Entries from a pointing dataset
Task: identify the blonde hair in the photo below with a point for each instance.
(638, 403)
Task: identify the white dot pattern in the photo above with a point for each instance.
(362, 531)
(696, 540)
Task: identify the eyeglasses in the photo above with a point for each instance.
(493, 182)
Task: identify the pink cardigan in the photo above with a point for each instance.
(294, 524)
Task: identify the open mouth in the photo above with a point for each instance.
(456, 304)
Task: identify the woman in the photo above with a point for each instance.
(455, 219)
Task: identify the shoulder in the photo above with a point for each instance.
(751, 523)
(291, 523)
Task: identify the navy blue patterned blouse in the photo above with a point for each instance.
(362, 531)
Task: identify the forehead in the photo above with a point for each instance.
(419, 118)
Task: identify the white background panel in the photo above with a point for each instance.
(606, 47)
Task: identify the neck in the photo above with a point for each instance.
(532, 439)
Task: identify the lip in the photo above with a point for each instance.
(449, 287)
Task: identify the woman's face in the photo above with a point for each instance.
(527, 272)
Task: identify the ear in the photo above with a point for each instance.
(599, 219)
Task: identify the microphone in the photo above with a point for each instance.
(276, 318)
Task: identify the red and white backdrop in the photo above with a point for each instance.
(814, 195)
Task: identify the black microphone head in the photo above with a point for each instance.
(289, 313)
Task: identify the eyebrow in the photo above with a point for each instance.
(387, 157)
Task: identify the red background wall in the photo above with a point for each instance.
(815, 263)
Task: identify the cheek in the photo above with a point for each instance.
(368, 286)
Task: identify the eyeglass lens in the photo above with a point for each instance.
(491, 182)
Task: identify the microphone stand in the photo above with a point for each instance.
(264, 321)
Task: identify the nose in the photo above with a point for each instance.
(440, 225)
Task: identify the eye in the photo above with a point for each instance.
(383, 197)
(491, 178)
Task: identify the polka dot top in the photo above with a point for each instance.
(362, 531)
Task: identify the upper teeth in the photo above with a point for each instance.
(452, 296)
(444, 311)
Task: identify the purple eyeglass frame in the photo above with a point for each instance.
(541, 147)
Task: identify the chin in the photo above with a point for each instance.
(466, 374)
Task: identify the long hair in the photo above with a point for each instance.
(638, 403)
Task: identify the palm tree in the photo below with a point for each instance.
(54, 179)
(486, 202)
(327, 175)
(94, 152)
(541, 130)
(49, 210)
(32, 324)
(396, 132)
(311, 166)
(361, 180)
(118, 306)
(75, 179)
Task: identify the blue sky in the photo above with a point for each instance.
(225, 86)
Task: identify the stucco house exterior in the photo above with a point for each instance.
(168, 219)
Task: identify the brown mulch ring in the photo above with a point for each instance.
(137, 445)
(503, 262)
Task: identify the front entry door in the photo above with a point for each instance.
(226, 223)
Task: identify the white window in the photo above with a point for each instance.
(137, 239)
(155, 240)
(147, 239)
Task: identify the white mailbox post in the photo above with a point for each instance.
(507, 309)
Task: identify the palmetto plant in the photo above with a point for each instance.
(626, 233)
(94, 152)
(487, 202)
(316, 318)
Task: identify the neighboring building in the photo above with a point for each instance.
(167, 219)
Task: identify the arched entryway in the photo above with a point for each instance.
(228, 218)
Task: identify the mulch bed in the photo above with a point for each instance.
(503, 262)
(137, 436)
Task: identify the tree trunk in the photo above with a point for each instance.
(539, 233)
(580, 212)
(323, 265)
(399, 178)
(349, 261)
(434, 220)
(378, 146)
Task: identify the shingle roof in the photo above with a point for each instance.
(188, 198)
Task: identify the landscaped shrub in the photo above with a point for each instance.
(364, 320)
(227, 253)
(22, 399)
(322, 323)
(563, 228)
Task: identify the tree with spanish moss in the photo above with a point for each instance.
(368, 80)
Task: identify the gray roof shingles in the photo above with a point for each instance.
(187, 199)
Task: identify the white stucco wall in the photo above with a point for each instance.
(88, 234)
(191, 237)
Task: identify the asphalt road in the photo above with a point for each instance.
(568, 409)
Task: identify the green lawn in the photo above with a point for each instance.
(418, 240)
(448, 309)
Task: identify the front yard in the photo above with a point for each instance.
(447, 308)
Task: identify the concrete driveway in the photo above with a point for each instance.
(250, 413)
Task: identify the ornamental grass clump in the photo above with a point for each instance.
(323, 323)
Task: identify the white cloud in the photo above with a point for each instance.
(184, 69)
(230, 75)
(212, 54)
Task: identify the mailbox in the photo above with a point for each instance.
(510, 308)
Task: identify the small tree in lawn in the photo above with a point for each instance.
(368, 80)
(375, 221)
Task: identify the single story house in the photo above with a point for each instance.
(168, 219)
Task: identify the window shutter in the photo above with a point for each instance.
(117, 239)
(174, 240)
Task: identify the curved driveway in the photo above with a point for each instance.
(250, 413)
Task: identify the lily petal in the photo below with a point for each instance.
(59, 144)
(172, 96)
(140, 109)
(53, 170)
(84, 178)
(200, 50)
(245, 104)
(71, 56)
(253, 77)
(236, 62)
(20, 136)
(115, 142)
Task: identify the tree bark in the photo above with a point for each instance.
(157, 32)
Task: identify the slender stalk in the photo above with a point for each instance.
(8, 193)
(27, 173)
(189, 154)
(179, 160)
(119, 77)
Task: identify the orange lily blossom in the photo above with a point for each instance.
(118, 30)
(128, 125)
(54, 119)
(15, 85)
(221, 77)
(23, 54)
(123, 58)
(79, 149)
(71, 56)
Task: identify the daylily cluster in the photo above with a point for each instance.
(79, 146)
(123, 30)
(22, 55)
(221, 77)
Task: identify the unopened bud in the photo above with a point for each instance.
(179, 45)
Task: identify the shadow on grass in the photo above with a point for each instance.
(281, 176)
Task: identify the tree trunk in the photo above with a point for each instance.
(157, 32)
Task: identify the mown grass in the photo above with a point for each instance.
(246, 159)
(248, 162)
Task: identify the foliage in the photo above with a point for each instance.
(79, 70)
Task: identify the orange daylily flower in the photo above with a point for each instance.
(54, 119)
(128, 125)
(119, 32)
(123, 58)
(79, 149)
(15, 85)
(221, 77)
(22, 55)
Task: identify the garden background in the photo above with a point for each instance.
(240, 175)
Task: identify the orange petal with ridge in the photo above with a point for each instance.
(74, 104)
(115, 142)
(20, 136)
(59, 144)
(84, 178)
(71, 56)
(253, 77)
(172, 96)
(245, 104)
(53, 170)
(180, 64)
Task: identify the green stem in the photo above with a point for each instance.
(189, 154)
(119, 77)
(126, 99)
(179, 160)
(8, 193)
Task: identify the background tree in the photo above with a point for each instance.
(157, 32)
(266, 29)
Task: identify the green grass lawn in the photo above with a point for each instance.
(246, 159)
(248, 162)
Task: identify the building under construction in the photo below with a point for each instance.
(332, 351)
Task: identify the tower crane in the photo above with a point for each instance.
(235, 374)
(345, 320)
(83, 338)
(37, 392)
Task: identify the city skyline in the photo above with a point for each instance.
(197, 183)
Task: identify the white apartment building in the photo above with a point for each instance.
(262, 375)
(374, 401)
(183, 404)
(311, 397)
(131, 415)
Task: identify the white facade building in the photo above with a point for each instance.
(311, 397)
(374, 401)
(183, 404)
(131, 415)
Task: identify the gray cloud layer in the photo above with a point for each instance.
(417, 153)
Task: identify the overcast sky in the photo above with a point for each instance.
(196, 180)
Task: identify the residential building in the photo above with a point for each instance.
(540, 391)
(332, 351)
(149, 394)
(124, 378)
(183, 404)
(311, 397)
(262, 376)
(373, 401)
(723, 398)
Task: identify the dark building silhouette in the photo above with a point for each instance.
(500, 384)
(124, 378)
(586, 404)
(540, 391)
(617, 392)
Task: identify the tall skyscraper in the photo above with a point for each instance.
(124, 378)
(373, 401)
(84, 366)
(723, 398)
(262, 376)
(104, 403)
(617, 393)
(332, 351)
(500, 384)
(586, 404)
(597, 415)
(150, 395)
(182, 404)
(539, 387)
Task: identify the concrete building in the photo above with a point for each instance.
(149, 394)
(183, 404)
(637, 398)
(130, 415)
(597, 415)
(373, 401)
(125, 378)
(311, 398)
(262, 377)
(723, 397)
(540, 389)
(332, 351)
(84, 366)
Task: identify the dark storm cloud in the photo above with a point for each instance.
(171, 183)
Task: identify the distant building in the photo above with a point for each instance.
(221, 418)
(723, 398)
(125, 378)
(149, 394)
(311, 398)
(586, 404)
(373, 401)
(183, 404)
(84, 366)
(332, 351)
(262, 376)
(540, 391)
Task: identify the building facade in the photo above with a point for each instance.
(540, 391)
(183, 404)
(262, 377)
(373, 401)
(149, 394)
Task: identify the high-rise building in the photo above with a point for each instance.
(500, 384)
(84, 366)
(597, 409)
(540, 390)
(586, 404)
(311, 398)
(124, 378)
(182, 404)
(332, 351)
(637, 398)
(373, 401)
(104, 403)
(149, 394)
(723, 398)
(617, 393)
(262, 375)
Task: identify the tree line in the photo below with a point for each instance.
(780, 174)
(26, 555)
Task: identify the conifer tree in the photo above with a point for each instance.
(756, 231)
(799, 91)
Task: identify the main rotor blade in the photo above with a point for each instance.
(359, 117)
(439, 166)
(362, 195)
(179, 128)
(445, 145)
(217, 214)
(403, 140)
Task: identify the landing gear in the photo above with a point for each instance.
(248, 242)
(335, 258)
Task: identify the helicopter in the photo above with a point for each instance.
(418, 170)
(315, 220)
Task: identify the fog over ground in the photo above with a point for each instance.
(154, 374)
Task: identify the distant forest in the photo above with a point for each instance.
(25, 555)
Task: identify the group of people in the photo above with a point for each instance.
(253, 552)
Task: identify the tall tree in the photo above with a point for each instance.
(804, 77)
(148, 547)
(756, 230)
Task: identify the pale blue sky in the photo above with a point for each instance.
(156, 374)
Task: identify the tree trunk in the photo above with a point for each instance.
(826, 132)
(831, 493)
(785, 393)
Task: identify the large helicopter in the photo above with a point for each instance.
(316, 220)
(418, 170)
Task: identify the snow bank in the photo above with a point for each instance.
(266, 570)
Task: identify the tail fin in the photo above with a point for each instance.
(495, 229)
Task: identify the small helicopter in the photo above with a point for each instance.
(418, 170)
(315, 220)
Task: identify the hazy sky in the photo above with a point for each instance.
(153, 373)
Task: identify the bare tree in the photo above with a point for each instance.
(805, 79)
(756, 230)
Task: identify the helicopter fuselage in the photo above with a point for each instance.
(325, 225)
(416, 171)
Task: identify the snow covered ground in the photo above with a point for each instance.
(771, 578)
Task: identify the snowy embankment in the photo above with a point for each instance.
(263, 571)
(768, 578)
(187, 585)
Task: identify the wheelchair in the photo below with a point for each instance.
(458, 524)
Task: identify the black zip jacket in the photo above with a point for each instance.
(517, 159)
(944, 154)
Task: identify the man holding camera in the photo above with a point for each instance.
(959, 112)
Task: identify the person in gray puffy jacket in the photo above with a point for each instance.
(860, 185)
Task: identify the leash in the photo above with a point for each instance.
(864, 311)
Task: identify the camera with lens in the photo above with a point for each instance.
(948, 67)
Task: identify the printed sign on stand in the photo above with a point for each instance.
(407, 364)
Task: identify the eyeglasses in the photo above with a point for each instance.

● **Exercise**
Starting at the line that contains "Task: identify the snow covered", print every line through the end of the listing, word for word. Leave out all the rest.

● **Answer**
Task: identify the snow covered ground in the photo above with a point for each instance.
(771, 578)
Task: identify the snowy embankment in the photo above with a point for each instance.
(263, 571)
(768, 578)
(187, 585)
Task: identify the wheelchair in the photo below with a point for each instance.
(458, 524)
Task: identify the black zip jacket in the photo above with a point for each instance.
(517, 159)
(944, 154)
Task: identify the man holding camera in the photo above with a point for each instance.
(959, 112)
Task: identify the person in gray puffy jacket in the photo above with a point for each instance.
(860, 185)
Task: identify the leash in the photo above with a point for each instance.
(864, 311)
Task: identify the camera with lens in the photo above with a point for each instance.
(948, 67)
Task: identify the printed sign on stand in the photo above with a point for each instance.
(407, 364)
Task: identify the eyeglasses in the photo above with a point for each instance.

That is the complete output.